> EXCERPT TO READ:

┄┄┄┄┄┄┄┄┄┄

DAVID CHARLES ROWE,FROM A DISTRICT COURT
 
        APPELLANT,
 
v.
 
THE STATE OF TEXAS,
 
        APPELLEE.OF DALLAS COUNTY, TEXAS
 
 
 
BEFORE JUSTICES STEWART, BAKER, AND WHITTINGTON
OPINION BY JUSTICE BAKER
JUNE 29, 1989
        This appeal involves appellant's conviction by the court for possession of methamphetamine. Appellant contends that the evidence is insufficient to affirmatively link him to the methamphetamine that was seized, that the search and seizure of the drug were illegal because police lacked probable cause to detain appellant for investigative purposes, and that the drug should not have been admitted in evidence because it was the product of an illegal inventory search. We will affirm.                  At approximately 3:00 a.m. while driving by a large, open field belonging to the Dallas Independent School District, Dallas police officer Paul Turbyfill and his partner observed a car parked in the middle of the field. Turbyfill testified that because this was a high crime area and because a number of stolen cars had been recovered in that field, they determined to investigate the car they saw. As they came close to the car, they saw appellant seated in the driver's seat along with a female passenger in the adjacent passenger seat. The officer asked appellant for identification and asked him to step out of the car. Appellant presented a driver's license that was forged and not his. Turbyfill then conducted a computer check and learned that appellant had outstanding traffic warrants. Appellant was arrested and his companion removed from the car. Appellant's companion had no identification and did not have a valid driver's license.

┄┄┄┄┄┄┄┄┄┄

> LISTING:
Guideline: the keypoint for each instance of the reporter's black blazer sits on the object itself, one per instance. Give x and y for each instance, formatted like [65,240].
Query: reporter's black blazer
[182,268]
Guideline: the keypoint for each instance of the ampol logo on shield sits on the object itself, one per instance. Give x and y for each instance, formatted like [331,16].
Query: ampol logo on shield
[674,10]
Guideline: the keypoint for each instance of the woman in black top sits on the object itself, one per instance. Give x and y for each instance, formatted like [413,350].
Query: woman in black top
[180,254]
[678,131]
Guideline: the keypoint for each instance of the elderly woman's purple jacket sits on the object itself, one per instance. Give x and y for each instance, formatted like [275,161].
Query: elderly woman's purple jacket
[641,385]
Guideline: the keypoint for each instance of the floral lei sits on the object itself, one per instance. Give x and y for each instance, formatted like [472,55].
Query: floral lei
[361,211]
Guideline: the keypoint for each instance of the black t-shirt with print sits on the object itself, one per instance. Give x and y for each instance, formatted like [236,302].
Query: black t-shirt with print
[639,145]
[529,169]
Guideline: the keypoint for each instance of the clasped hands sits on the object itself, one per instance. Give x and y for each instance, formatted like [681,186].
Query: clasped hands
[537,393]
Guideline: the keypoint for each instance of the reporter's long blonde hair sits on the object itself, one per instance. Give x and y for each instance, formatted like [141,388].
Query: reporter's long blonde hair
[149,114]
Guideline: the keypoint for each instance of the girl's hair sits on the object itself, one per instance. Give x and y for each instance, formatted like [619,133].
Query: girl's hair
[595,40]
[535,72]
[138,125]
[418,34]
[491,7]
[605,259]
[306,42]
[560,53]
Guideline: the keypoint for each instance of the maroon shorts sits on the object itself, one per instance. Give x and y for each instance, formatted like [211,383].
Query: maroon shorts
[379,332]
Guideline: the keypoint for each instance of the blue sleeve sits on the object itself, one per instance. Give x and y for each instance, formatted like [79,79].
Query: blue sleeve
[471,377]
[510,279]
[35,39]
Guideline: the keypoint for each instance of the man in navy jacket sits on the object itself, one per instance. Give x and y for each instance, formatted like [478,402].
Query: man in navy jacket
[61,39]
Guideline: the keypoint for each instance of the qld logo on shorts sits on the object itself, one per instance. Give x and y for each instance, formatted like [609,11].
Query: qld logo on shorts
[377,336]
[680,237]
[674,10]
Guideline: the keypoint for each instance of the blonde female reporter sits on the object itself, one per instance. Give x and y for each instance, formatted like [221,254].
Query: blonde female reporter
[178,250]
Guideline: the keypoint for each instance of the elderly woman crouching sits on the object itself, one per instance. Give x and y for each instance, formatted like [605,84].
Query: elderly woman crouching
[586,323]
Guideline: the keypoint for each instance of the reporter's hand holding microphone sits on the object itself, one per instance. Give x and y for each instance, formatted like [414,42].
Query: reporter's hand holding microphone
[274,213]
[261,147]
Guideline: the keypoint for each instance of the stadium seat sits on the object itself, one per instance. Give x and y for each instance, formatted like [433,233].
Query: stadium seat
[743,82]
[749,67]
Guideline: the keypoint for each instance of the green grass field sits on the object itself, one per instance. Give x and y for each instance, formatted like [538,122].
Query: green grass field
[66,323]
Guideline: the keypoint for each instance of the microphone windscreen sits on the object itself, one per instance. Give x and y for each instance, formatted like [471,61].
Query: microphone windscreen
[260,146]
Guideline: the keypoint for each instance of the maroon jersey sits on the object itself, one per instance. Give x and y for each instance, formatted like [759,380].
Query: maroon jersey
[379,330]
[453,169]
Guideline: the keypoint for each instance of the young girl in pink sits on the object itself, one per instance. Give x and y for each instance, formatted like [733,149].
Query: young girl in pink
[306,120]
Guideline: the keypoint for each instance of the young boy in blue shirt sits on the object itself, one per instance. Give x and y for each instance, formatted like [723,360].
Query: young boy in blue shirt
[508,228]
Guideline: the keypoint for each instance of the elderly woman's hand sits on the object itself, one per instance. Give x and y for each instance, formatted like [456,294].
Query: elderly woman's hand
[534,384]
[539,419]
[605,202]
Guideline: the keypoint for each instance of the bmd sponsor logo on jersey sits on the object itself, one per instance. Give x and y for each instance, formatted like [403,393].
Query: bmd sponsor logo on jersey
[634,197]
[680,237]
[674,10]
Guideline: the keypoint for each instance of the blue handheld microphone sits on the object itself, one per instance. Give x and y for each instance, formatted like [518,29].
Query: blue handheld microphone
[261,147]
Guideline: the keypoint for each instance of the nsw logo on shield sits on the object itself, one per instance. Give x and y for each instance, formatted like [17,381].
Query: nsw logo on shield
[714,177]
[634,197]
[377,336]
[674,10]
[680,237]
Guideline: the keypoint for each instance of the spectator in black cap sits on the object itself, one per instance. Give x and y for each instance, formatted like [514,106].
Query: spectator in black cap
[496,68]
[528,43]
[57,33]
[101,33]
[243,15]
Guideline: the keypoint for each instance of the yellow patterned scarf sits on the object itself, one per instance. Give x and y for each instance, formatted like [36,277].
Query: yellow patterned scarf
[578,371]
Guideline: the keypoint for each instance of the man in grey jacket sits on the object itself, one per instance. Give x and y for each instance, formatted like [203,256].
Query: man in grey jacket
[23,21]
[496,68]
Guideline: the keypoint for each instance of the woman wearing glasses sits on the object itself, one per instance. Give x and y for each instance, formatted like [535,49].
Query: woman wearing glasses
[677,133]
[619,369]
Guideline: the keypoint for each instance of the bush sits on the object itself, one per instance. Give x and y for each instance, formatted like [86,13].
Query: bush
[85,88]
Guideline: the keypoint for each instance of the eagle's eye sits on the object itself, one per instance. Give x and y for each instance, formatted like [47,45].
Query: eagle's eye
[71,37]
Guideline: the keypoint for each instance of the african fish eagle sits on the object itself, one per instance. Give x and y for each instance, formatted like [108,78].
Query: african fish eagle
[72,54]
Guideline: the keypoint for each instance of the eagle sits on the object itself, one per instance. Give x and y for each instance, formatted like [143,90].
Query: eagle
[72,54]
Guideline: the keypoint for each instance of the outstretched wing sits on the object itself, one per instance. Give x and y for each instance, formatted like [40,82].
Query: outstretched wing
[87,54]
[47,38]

┄┄┄┄┄┄┄┄┄┄

> PROBLEMS TO WORK ON:
1. In the court opinion, at about what time did the officers see the car parked in the field?
2. Carry on the court opinion from its last sentence.

> ANSWERS FOR THIS EXERCISE:
1. At approximately 3:00 a.m.

2.
        Following appellant's arrest, Turbyfill and his partner searched the car. In plain view on the floorboard on the driver's side where appellant had been seated they saw hypodermic needles. At least one of these needles contained a substance that the officer believed to be either cocaine or methamphetamine. They also saw a set of scales in the front seat identified by the other officer as scales used in connection with taking drugs. The officers also found another set of similar scales on the car's back seat. Underneath the front driver's seat, a small packet was found containing a white substance which the officer believed to be methamphetamine. The substance was subsequently identified as methamphetamine.
        The officer testified that it is an office policy when they cannot turn a car over to a validly licensed driver that the car will be impounded, and it is a further office policy that prior to impounding the car, an inventory search is conducted. Before having the car towed, the officers called for a female officer to take appellant's companion home. The car was removed to the pound and the appellant taken to jail.
        We first consider appellant's second point of error where he complains that the officers lacked probable cause to detain appellant for purposes of investigation. Appellant argues that there was no evidence to show any suspicious activity and that the police lacked specific articulable facts that would have justified the initial detention. Because of this contention, appellant argues that the subsequent search of the car and the seizure of the drug was illegal and the drug inadmissible at trial. We disagree.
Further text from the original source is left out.